--- Supplied material Enclosed Below ---

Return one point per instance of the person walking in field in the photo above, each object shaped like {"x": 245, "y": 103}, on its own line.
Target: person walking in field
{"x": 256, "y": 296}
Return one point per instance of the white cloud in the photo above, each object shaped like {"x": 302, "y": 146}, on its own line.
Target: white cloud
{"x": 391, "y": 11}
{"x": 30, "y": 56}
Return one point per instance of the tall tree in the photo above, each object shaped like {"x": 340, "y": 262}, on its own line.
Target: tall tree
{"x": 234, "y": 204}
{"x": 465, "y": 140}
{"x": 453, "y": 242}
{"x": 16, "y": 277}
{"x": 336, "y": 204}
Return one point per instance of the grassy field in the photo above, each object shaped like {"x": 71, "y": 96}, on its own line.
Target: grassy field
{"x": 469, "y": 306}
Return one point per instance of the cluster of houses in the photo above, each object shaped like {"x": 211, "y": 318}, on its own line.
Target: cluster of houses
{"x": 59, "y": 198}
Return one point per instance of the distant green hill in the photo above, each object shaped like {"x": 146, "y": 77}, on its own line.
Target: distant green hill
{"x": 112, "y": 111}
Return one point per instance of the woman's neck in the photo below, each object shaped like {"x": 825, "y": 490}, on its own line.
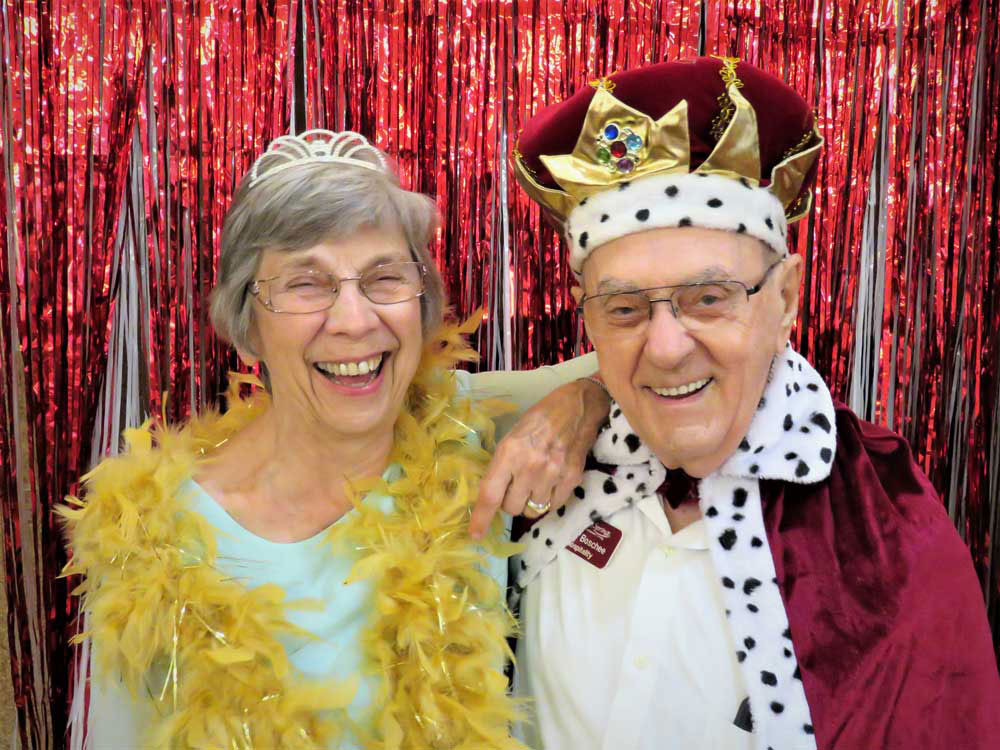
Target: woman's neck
{"x": 287, "y": 483}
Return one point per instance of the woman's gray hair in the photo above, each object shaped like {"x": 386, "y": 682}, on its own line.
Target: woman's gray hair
{"x": 302, "y": 205}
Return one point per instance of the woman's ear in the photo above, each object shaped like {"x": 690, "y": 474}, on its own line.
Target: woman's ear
{"x": 790, "y": 281}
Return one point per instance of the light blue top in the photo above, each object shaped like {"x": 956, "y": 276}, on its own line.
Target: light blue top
{"x": 310, "y": 569}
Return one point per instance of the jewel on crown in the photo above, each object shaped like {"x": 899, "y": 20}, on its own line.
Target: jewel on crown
{"x": 317, "y": 145}
{"x": 619, "y": 148}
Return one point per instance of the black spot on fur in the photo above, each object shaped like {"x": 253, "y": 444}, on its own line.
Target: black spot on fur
{"x": 820, "y": 421}
{"x": 727, "y": 539}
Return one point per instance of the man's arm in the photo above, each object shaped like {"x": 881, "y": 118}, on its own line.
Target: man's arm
{"x": 545, "y": 443}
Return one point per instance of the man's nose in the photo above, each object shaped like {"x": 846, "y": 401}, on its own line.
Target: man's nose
{"x": 668, "y": 342}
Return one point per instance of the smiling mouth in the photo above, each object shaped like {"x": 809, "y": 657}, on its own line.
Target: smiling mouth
{"x": 683, "y": 391}
{"x": 355, "y": 374}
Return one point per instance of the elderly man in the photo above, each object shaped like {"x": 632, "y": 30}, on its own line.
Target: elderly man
{"x": 746, "y": 563}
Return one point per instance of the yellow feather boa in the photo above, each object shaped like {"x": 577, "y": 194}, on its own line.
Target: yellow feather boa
{"x": 160, "y": 609}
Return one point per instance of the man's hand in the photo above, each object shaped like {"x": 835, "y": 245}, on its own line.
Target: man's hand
{"x": 542, "y": 458}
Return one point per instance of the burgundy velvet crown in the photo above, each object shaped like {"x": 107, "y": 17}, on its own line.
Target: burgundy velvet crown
{"x": 707, "y": 115}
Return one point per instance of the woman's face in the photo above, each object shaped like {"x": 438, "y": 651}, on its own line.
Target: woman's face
{"x": 309, "y": 356}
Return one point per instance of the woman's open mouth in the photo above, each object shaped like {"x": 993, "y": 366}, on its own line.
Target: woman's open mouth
{"x": 353, "y": 373}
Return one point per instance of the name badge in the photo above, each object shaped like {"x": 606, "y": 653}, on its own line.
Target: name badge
{"x": 596, "y": 544}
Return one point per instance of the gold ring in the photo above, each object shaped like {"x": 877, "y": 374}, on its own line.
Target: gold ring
{"x": 538, "y": 507}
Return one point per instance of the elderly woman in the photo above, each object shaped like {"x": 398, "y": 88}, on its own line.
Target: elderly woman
{"x": 298, "y": 572}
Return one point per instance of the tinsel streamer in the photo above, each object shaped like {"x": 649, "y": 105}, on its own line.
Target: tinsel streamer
{"x": 71, "y": 74}
{"x": 125, "y": 125}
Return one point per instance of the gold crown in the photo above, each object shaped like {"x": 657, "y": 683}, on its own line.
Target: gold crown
{"x": 644, "y": 147}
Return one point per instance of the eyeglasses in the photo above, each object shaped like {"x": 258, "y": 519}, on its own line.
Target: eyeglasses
{"x": 695, "y": 306}
{"x": 301, "y": 292}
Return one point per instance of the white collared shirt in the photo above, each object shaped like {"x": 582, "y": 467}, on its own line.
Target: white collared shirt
{"x": 634, "y": 656}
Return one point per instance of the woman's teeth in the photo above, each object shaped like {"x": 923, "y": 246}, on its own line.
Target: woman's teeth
{"x": 682, "y": 390}
{"x": 349, "y": 369}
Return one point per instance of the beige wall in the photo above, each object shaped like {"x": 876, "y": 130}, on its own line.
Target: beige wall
{"x": 6, "y": 692}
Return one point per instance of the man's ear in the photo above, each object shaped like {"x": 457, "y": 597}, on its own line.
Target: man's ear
{"x": 789, "y": 281}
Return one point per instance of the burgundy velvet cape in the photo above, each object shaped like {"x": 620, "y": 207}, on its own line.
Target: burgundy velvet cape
{"x": 885, "y": 610}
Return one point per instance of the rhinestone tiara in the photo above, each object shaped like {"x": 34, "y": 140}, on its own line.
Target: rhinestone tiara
{"x": 317, "y": 145}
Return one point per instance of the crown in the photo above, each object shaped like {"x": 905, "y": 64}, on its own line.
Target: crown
{"x": 317, "y": 145}
{"x": 620, "y": 144}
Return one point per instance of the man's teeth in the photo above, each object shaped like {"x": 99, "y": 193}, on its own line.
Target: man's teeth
{"x": 682, "y": 390}
{"x": 363, "y": 367}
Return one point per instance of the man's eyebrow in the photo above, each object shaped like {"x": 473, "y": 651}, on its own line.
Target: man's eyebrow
{"x": 611, "y": 284}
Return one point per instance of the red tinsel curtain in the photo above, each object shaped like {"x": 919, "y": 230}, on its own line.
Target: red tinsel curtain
{"x": 124, "y": 125}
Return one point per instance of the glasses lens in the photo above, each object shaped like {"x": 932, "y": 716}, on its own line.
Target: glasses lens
{"x": 706, "y": 302}
{"x": 393, "y": 282}
{"x": 303, "y": 291}
{"x": 620, "y": 311}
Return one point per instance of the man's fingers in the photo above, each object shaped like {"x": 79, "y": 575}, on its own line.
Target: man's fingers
{"x": 492, "y": 488}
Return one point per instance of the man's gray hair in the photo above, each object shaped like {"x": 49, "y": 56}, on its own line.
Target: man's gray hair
{"x": 302, "y": 206}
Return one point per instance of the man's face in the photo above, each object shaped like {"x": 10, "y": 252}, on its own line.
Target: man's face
{"x": 723, "y": 364}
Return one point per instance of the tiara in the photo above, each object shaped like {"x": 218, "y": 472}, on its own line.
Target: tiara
{"x": 317, "y": 145}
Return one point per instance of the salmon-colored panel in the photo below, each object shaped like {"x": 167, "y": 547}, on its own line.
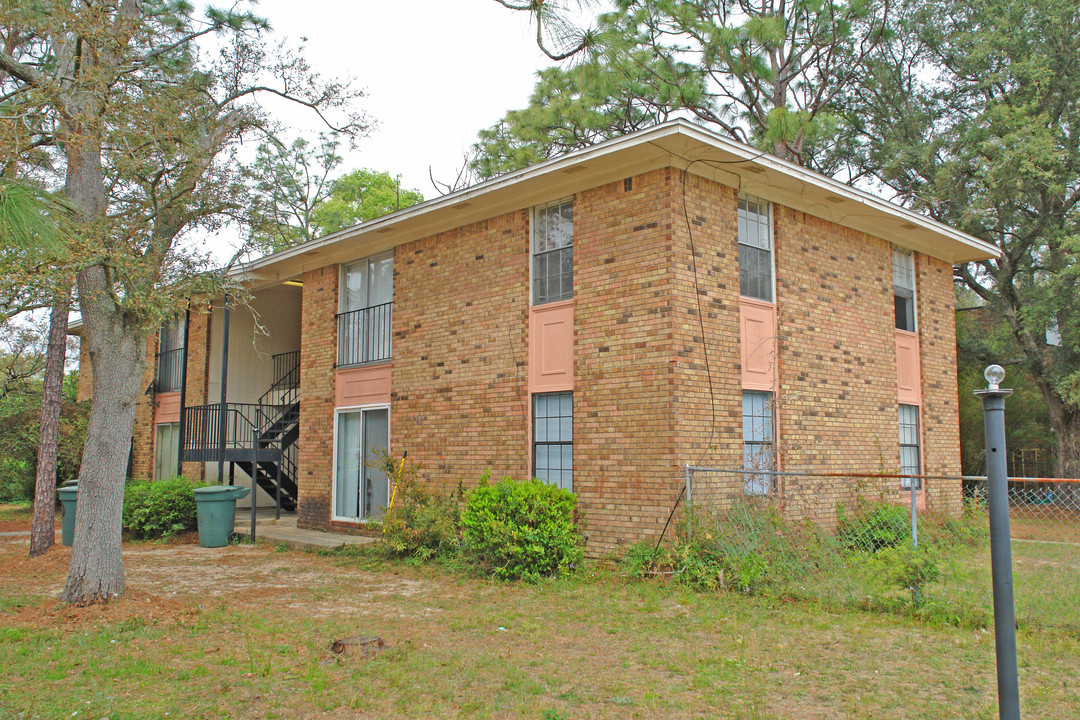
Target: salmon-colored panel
{"x": 363, "y": 385}
{"x": 908, "y": 372}
{"x": 551, "y": 348}
{"x": 169, "y": 408}
{"x": 757, "y": 322}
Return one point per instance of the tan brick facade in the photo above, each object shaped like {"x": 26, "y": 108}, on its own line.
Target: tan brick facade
{"x": 459, "y": 404}
{"x": 318, "y": 355}
{"x": 657, "y": 363}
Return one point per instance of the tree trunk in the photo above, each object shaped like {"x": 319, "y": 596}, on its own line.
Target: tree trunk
{"x": 118, "y": 358}
{"x": 1066, "y": 428}
{"x": 42, "y": 532}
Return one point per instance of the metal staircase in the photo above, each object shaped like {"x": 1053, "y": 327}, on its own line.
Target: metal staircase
{"x": 259, "y": 438}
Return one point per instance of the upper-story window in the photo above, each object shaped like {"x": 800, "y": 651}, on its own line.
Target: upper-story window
{"x": 553, "y": 252}
{"x": 755, "y": 248}
{"x": 171, "y": 356}
{"x": 364, "y": 323}
{"x": 903, "y": 287}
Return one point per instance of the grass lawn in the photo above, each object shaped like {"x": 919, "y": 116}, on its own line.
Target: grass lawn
{"x": 240, "y": 633}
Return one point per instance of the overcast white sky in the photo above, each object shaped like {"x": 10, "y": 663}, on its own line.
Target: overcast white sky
{"x": 435, "y": 72}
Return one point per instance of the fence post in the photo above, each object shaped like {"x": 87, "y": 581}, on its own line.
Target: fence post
{"x": 997, "y": 480}
{"x": 915, "y": 514}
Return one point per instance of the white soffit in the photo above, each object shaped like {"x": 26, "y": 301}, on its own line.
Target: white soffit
{"x": 678, "y": 144}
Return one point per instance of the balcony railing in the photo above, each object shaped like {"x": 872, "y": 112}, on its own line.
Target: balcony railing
{"x": 364, "y": 335}
{"x": 170, "y": 370}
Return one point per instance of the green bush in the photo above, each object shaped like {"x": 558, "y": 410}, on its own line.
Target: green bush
{"x": 875, "y": 526}
{"x": 160, "y": 508}
{"x": 418, "y": 524}
{"x": 521, "y": 529}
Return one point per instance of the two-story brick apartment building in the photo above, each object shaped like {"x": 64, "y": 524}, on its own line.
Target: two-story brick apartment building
{"x": 599, "y": 321}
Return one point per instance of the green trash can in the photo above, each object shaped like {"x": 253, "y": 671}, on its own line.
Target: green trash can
{"x": 68, "y": 493}
{"x": 216, "y": 508}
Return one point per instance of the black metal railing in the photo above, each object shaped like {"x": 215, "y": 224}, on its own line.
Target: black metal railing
{"x": 203, "y": 426}
{"x": 364, "y": 335}
{"x": 170, "y": 370}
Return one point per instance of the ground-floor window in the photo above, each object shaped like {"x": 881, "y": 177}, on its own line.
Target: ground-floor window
{"x": 553, "y": 438}
{"x": 759, "y": 442}
{"x": 361, "y": 487}
{"x": 910, "y": 457}
{"x": 166, "y": 450}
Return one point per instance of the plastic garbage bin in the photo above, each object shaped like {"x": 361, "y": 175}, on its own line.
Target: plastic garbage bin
{"x": 68, "y": 493}
{"x": 216, "y": 508}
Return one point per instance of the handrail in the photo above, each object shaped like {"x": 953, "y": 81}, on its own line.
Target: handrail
{"x": 364, "y": 335}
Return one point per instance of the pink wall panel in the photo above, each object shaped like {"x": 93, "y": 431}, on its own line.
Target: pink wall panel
{"x": 757, "y": 324}
{"x": 551, "y": 348}
{"x": 363, "y": 385}
{"x": 908, "y": 372}
{"x": 169, "y": 408}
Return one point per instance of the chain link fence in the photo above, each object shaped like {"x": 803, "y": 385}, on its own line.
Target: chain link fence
{"x": 868, "y": 540}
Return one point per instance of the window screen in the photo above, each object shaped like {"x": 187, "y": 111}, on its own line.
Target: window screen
{"x": 553, "y": 438}
{"x": 553, "y": 253}
{"x": 903, "y": 285}
{"x": 910, "y": 461}
{"x": 755, "y": 249}
{"x": 758, "y": 442}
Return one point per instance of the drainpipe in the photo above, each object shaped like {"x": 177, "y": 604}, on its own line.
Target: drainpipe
{"x": 225, "y": 379}
{"x": 184, "y": 389}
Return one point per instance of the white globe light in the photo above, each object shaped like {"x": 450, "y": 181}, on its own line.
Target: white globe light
{"x": 995, "y": 375}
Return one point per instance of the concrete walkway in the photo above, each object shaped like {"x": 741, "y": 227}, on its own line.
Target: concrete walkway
{"x": 285, "y": 532}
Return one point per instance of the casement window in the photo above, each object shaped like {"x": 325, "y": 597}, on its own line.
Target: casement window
{"x": 366, "y": 308}
{"x": 759, "y": 443}
{"x": 755, "y": 248}
{"x": 910, "y": 457}
{"x": 553, "y": 438}
{"x": 361, "y": 487}
{"x": 903, "y": 286}
{"x": 170, "y": 356}
{"x": 553, "y": 252}
{"x": 166, "y": 450}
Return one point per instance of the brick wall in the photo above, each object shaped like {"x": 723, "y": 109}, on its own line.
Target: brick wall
{"x": 318, "y": 355}
{"x": 623, "y": 423}
{"x": 459, "y": 404}
{"x": 707, "y": 398}
{"x": 198, "y": 374}
{"x": 837, "y": 401}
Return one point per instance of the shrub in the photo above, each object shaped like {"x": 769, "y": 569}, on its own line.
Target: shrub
{"x": 419, "y": 524}
{"x": 521, "y": 529}
{"x": 159, "y": 508}
{"x": 875, "y": 526}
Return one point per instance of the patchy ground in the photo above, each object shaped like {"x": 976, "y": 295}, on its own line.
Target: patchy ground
{"x": 242, "y": 633}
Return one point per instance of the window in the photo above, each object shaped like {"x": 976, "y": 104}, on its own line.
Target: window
{"x": 171, "y": 356}
{"x": 553, "y": 438}
{"x": 759, "y": 449}
{"x": 755, "y": 249}
{"x": 903, "y": 287}
{"x": 365, "y": 321}
{"x": 910, "y": 461}
{"x": 166, "y": 451}
{"x": 362, "y": 490}
{"x": 553, "y": 253}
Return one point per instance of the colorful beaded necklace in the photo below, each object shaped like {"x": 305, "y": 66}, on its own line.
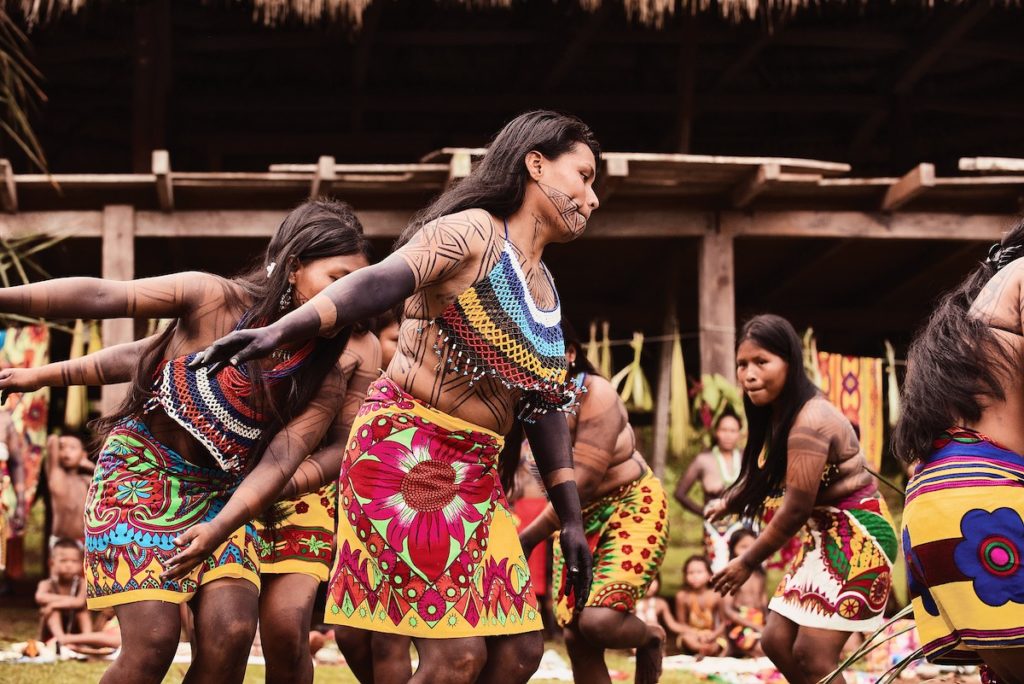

--- End of Enclosed Supplied material ---

Requirement:
The lines above from the one with "Return one point per instance of the name" through the one with "Return one point per instance of the elderly woman" are to be duplicated exactly, ends included, with nothing added.

Exercise solution:
Return one point per instance of the name badge in the photo above, each object shaped like {"x": 606, "y": 653}, on its own line.
Target: name badge
{"x": 596, "y": 544}
Return one point per instance of the gold ring in the photo above, each object shaped like {"x": 877, "y": 374}, on its own line.
Target: gold ring
{"x": 538, "y": 507}
Return one point per instance of the elderly woman in the photo above, each object shaped like {"x": 398, "y": 88}, on its own line.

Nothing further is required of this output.